## EXERCISE DIRECTIONS
The entries below are to be repeated exactly, and their pictures left out.

Point-per-instance localization data
▬▬▬

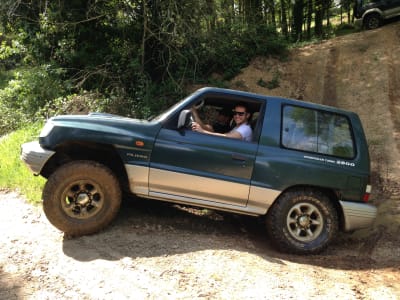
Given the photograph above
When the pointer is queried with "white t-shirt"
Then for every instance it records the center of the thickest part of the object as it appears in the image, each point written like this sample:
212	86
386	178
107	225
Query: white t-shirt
245	131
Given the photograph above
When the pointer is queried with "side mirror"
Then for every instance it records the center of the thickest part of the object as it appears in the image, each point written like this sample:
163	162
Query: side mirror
185	119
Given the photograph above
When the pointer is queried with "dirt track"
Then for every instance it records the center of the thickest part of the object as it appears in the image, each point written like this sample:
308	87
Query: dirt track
160	251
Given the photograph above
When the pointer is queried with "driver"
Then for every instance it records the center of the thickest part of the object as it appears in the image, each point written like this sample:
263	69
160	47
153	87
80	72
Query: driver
241	131
221	124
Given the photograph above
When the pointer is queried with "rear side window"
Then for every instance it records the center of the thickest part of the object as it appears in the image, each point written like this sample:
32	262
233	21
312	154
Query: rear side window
316	131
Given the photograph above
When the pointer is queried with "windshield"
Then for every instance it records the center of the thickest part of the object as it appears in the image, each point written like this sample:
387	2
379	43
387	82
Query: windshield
166	112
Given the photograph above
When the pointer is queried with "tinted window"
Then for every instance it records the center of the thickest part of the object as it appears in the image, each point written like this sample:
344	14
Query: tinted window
317	131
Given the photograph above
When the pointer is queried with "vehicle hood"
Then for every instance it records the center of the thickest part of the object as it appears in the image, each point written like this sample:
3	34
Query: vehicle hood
98	128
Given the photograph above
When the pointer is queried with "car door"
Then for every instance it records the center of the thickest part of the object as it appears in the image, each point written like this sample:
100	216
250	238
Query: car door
193	167
392	8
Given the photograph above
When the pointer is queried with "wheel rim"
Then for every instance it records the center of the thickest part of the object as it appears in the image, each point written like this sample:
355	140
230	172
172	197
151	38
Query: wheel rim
373	23
82	199
305	222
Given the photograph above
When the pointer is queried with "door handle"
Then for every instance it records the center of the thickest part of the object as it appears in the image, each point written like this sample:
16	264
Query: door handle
238	157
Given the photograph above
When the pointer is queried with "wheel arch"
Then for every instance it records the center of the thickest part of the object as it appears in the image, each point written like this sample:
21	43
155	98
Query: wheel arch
76	150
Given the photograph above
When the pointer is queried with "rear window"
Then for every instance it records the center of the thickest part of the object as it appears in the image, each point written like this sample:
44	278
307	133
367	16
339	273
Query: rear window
316	131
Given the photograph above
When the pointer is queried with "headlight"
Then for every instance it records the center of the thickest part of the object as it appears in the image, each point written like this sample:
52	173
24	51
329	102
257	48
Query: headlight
46	129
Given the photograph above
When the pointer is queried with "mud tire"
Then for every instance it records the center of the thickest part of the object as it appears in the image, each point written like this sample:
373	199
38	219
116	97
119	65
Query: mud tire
81	197
302	221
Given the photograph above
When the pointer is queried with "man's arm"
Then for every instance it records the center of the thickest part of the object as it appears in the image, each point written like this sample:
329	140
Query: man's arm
232	134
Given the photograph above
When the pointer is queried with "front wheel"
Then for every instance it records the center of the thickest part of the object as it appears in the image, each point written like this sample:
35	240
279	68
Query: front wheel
302	221
81	197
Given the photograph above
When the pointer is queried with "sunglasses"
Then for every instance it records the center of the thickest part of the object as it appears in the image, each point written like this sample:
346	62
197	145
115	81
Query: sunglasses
240	113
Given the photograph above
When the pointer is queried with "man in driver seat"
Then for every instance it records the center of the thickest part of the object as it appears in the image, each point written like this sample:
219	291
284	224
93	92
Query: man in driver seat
241	131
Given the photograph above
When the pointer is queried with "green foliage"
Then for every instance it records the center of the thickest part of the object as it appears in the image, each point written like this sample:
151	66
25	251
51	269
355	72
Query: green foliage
26	94
13	173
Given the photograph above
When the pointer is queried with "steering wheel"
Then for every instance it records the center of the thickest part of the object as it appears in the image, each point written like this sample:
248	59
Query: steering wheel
199	104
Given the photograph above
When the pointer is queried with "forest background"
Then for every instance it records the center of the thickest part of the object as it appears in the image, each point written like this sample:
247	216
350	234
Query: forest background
134	58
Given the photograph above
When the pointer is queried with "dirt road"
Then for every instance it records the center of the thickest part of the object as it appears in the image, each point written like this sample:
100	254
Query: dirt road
160	251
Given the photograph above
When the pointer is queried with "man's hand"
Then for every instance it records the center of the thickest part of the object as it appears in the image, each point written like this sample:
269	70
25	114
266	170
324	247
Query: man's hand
196	127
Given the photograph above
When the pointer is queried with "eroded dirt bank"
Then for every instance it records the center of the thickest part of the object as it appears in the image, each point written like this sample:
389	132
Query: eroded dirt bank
160	251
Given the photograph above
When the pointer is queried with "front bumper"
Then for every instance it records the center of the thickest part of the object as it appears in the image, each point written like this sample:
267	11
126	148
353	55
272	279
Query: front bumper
34	156
357	215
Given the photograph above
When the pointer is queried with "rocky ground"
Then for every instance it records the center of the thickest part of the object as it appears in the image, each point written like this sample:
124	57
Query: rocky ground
161	251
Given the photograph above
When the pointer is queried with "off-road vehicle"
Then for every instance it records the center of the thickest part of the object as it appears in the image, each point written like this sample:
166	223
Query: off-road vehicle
306	171
373	12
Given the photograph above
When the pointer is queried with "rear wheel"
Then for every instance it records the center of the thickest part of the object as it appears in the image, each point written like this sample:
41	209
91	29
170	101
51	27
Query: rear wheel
372	21
302	221
81	197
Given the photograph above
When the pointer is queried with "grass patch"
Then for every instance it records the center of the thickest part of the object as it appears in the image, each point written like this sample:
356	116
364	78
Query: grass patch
13	172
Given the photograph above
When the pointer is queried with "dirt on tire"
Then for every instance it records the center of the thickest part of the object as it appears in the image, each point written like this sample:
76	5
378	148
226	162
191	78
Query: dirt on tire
155	250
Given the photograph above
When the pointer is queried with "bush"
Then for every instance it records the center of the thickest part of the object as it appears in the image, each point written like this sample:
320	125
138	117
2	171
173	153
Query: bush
13	173
26	94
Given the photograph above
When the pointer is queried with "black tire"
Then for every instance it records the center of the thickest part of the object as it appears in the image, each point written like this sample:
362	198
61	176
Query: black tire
302	221
81	197
372	21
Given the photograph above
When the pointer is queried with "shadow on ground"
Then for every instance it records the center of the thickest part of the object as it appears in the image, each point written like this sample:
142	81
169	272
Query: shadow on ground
147	228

▬▬▬

## RESULT OF THIS EXERCISE
Given the photograph above
When the pointer is queried with "white t-shirt"
Then for every instance it records the center of the thickest part of the object as it appears in the image, each point written like this sample:
212	86
386	178
107	225
Query: white t-shirt
245	131
Given the photograph above
When the pointer is queried with "side mirror"
Then for every instance it records the center of the thickest part of the object as it appears in the image, each point written like this sample:
163	162
Query: side mirror
185	119
Given the photograph above
When the pointer is queried with "dirt track"
Then for every instance it records the center of the thickest part of the object as it appears in the image, each point written like this sample:
308	87
Query: dirt track
160	251
Given the photograph above
When the pointer is queried with "driver"
Then for every instance it records the center of the thickest part of the object as it appears in the image, each point written like this sample:
263	69
160	47
153	87
80	72
Query: driver
241	131
221	124
Given the photograph above
When the pointer is queried with "rear side window"
Then for every instance it records the center of the thickest part of the object as it appears in the image, each point written like this sample:
32	262
233	21
312	154
Query: rear side window
316	131
Given the photograph above
When the pointer is queried with "windshield"
Then for every instance it records the center of the thickest part of the object as it appears in the image, each point written like this sample:
387	2
379	43
387	82
Query: windshield
166	112
Given the photograph above
When the pointer is queried with "tinted window"
Then for every instance it records the center of the thickest part of the object as it appears in the image, each point written like this sample:
344	14
Query: tinted window
317	131
Given the photograph above
When the pointer is queried with "vehicle hood"
Then for every instance it records the center of the thickest part of the object as it appears in the image, each point written like this sample:
3	34
Query: vehicle hood
98	128
Given the photograph above
When the pointer is queried with "car door"
Then for every instance it records the center of the thickest part of the object as it appears in the image, each point written like this sample:
100	216
250	238
Query: car door
193	167
392	8
Given the photograph above
When the pointer is queried with "wheel rim"
Then for every instance it records the center of the thickest part of the object as it appears in the image, each point written like this sample:
355	140
230	172
172	197
151	38
Query: wheel rim
373	23
82	199
305	222
Given the photograph above
When the pointer is queried with "door handle"
Then for every instance it records the center of the thickest part of the object as it appears in the image, each point written like this sample:
16	264
Query: door handle
238	157
Given the photograph above
When the pointer is queried with "wheel arch"
Then for every instance it records the center of the thickest part of the object as it appears in the image, each point written like this sample:
21	43
155	98
Query: wheel arch
76	150
Given the photograph above
When the pointer is queried with "rear window"
Then for every instance it records the center of the thickest part of the object as it appears in the image, each point written like this sample:
44	278
307	133
367	16
339	273
Query: rear window
316	131
Given the photograph above
When the pointer is queried with "headlight"
Then for every instance it records the center of the thickest part of the object as it appears in the image, each point written like this sample:
52	173
24	51
329	102
257	48
Query: headlight
46	129
Given the photograph above
When the pointer is queried with "mud tire"
Then for every instance it records the center of the thickest part of the object as it appears in the image, each point written like this sample:
373	199
38	219
116	97
119	65
Query: mud tire
81	197
302	221
Given the photograph above
When the pointer is queried with "man's arm"
Then for every instance it records the center of the thickest part of the object as it appears in the image, each point written like this sample:
329	140
Query: man's arm
232	134
Given the photograph above
When the pointer is queried with "front wheel"
Then for every instance it records the center of the thickest part of the object as it appears in the image, each point written like this sample:
35	240
279	68
Query: front wheel
302	221
81	197
Given the photograph above
When the pointer is queried with "sunglasses"
Then for every instance it records the center of the thickest part of the object as it appears in the image, each point written like this sample:
346	62
197	145
115	81
Query: sunglasses
240	113
Given the photograph above
When the pointer is queried with "man in driver seat"
Then for every instance it records the center of the thickest part of the object as it appears in the image, each point written like this sample:
219	291
284	224
93	92
Query: man in driver seat
241	131
Given the photograph above
When the pointer is queried with "green foliage"
Then for every instance it records the center of the thickest part of the object as it appears in the image, each point written like this sample:
151	66
25	251
51	269
355	72
Query: green foliage
26	94
13	173
Given the photograph above
When the pointer is queried with "steering wheel"
Then for every instance it records the center of the thickest part of the object as it appears in the image, each point written like this sample:
248	59
Query: steering wheel
199	104
Given the photograph above
When the pointer is queried with "forest background"
Then for every instance it records the center of the thickest part of the object as it appears in the image, each point written like this sample:
247	216
350	234
Query: forest background
134	58
Given the photograph above
When the pointer is queried with "dirt road"
Then for every instance it records the center of the thickest part of the object as it appears in the image, each point written like this sample:
100	254
Query: dirt road
160	251
Given the photograph above
When the pointer is queried with "man's hand"
Then for every instance it records the center of the thickest part of the object as it appears in the image, each point written like this sample:
269	70
25	114
266	170
324	247
Query: man's hand
196	127
Given the photograph above
When the pointer is queried with "eroded dirt bank"
Then for every instance it records the center of the thickest part of the object as it appears in the image, each point written like this sample:
389	132
Query: eroded dirt bank
160	251
Given the photograph above
When the pointer is queried with "front bumper"
Then for every instance it records the center of the thickest part of the object as it appears in the image, each point written like this sample:
267	11
126	148
353	55
272	279
Query: front bumper
34	156
357	215
Given the photograph above
When the pointer is queried with "rocky ground"
Then for every instance it records the center of the thickest part of the object as it appears in the image, each point written like this sample:
124	57
Query: rocky ground
161	251
Given the photograph above
When the pointer is queried with "off-road vehicle"
Then for every instance it records the center of the thickest part of the object as it appears in the image, each point written like this sample:
166	223
Query: off-road vehicle
306	171
373	12
Given the photograph above
When the pointer is queried with "rear wheel"
Then for every instance it records the center of the thickest part of the object as it appears in the image, each point written like this sample:
41	209
91	29
170	101
51	27
Query: rear wheel
372	21
302	221
81	197
Given the photograph above
When the pointer is queried with "grass patch"
Then for every instance it records the center of the thickest part of the object as it appears in the image, each point written like this sample:
356	116
364	78
Query: grass patch
13	172
Given the photograph above
When the pointer is queried with "dirt on tire"
Then for every instance it records the center of the thickest part of the object as it appears in the image, each point written like this sample:
76	5
378	148
226	162
191	78
Query: dirt on tire
155	250
Given the photograph above
When the pointer is queried with "bush"
Then for every instance it records the center of the thickest part of the object as it appears in the image, each point written like this sample:
320	125
138	117
2	171
173	153
Query: bush
13	173
26	94
Given the photograph above
When the pointer is queried with "black tire"
Then for every instance it records the center of the thickest part of the object as it appears in the image, each point written like this sample:
362	198
61	176
Query: black tire
302	221
81	197
372	21
Given the photograph above
When the pointer is queried with "shadow on ground"
Then for every instance it records the center of the thickest part of the object as it appears in the image, each point written like this sample:
142	81
169	272
Query: shadow on ground
147	228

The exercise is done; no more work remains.